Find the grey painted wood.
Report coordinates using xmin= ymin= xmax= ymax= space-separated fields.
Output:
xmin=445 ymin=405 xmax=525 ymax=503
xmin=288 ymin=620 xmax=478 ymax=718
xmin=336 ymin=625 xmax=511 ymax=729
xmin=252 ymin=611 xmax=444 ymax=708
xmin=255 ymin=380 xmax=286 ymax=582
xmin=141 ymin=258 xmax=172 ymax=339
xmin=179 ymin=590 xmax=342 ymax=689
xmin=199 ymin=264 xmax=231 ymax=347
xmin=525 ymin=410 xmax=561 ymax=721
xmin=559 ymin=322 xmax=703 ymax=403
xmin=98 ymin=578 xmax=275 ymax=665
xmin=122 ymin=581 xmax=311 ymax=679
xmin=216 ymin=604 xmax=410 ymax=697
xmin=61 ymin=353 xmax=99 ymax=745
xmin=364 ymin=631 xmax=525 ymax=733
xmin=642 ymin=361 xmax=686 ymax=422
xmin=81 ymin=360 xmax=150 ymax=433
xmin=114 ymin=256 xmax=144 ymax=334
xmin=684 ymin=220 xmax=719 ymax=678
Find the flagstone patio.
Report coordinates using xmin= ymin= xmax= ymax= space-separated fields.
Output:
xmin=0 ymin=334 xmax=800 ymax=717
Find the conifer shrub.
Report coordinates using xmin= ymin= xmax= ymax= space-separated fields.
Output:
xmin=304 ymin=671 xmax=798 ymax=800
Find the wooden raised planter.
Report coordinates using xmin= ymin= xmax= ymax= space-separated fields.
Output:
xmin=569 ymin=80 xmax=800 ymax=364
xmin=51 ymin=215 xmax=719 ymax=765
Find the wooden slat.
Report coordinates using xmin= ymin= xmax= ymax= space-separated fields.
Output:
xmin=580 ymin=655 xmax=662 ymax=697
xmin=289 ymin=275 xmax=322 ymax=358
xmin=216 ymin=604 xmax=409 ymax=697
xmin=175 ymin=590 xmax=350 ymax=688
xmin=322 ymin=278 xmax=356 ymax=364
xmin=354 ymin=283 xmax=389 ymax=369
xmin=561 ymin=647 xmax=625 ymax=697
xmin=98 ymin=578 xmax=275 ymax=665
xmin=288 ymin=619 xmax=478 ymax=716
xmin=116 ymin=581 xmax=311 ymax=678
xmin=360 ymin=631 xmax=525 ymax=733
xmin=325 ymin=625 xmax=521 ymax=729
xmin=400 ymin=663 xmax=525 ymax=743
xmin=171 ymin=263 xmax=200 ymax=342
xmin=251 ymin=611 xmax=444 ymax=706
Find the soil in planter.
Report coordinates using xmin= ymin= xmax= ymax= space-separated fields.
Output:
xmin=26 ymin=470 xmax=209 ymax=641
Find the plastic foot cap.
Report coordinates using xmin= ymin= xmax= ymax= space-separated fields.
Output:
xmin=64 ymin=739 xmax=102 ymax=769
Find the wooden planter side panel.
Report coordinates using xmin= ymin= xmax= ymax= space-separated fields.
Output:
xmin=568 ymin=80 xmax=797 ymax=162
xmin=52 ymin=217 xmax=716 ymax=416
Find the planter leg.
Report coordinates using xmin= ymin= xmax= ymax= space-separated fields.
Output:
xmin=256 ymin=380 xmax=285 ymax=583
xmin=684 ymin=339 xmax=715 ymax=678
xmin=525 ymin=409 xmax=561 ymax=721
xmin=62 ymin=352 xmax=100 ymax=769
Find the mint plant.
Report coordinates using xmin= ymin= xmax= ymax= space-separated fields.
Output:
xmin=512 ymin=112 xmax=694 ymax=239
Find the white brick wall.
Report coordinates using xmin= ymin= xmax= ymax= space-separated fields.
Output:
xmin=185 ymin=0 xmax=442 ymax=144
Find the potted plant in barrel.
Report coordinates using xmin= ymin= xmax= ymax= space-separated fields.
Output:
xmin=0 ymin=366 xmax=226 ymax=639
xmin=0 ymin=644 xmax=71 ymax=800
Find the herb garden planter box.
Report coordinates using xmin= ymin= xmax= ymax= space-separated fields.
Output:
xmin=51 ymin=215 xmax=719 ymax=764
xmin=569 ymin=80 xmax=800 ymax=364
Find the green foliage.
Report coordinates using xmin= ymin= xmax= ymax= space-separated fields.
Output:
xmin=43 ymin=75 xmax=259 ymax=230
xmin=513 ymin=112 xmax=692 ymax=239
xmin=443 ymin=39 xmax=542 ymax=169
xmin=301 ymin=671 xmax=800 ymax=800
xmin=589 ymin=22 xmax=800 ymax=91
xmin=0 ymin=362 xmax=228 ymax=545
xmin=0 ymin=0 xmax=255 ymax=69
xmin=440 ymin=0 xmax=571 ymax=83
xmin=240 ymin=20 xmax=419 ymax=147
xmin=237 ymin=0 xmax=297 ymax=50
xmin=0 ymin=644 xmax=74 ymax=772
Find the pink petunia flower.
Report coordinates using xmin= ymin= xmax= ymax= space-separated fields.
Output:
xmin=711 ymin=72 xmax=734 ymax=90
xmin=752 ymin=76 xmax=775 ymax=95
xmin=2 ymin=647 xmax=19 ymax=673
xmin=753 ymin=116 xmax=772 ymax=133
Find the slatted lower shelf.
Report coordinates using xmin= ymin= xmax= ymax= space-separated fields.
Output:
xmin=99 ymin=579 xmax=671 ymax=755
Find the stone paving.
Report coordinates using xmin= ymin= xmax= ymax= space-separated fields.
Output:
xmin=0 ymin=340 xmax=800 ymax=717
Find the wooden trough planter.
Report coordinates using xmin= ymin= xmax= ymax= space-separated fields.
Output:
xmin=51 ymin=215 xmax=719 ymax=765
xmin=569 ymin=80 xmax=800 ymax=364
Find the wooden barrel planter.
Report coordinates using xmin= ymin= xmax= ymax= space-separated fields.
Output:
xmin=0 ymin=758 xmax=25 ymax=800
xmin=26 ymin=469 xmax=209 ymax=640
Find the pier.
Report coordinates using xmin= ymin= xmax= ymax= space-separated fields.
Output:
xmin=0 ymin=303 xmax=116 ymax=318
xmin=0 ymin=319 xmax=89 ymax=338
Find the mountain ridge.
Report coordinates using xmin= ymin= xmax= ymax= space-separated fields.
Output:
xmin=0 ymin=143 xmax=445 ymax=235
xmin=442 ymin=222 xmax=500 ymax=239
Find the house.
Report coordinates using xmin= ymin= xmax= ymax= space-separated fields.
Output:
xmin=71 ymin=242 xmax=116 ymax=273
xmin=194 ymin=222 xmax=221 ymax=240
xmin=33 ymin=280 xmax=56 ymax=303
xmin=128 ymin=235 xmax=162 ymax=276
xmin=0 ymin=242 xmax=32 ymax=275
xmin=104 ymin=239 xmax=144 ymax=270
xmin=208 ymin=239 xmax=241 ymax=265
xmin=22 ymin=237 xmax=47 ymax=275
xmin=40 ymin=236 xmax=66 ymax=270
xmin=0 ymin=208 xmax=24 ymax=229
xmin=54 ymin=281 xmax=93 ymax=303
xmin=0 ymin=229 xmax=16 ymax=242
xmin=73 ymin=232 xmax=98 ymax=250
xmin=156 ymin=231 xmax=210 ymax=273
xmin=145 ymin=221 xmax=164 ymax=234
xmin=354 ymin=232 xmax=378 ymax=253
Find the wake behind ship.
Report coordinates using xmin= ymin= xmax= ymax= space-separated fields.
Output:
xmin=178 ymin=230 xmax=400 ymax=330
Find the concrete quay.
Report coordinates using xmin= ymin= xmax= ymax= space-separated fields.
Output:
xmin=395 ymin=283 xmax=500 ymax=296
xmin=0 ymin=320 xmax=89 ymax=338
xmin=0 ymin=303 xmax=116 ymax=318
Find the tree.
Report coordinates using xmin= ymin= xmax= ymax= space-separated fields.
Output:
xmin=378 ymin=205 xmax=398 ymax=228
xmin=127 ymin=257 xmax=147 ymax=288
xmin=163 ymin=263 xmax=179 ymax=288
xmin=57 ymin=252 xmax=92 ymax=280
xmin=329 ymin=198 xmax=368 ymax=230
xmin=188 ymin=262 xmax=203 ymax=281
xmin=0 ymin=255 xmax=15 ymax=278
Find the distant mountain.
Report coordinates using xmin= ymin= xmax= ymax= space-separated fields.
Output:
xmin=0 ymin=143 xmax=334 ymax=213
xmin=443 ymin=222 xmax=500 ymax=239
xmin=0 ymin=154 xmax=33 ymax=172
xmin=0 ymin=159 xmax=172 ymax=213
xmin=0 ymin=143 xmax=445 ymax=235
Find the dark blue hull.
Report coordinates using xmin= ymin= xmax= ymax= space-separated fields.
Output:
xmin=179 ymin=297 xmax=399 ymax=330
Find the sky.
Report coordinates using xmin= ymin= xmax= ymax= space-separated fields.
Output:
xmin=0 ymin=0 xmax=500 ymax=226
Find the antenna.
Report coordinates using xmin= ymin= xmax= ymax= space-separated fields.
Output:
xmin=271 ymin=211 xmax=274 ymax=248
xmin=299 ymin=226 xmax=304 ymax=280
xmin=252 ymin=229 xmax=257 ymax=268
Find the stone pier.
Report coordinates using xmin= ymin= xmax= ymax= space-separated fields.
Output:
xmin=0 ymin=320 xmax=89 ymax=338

----

#### Task statement
Take the lines from the one containing "Find the potted plant in barrel." through the one containing "xmin=0 ymin=340 xmax=800 ymax=717", and write them out again with "foliage" changed to "leaves". Leave everything else in those lines the same, and give only those lines.

#### Solution below
Find the potted plant in barrel.
Report coordinates using xmin= ymin= xmax= ymax= space-separated fields.
Output:
xmin=0 ymin=366 xmax=226 ymax=639
xmin=0 ymin=644 xmax=71 ymax=800
Find the herb garden planter box.
Report coordinates using xmin= ymin= xmax= ymax= space-separated fields.
Output:
xmin=51 ymin=215 xmax=719 ymax=764
xmin=569 ymin=80 xmax=800 ymax=364
Find the green leaves.
Report coordinates using xmin= ymin= xmax= ymax= space-separated fields.
Output:
xmin=43 ymin=75 xmax=259 ymax=230
xmin=513 ymin=112 xmax=692 ymax=239
xmin=443 ymin=39 xmax=542 ymax=169
xmin=301 ymin=671 xmax=800 ymax=800
xmin=589 ymin=22 xmax=800 ymax=91
xmin=0 ymin=362 xmax=228 ymax=545
xmin=0 ymin=0 xmax=255 ymax=69
xmin=440 ymin=0 xmax=571 ymax=83
xmin=240 ymin=20 xmax=419 ymax=147
xmin=237 ymin=0 xmax=297 ymax=50
xmin=0 ymin=644 xmax=74 ymax=772
Find the pink petunia flower.
Report coordinates using xmin= ymin= xmax= ymax= space-separated fields.
Output:
xmin=711 ymin=72 xmax=734 ymax=90
xmin=752 ymin=76 xmax=775 ymax=95
xmin=2 ymin=647 xmax=19 ymax=673
xmin=753 ymin=116 xmax=772 ymax=133
Find the slatted lower shelf.
Report coordinates using xmin= ymin= xmax= ymax= space-separated fields.
Output:
xmin=99 ymin=579 xmax=671 ymax=755
Find the stone paving.
Report coordinates using xmin= ymin= xmax= ymax= space-separated fields.
Output:
xmin=0 ymin=340 xmax=800 ymax=717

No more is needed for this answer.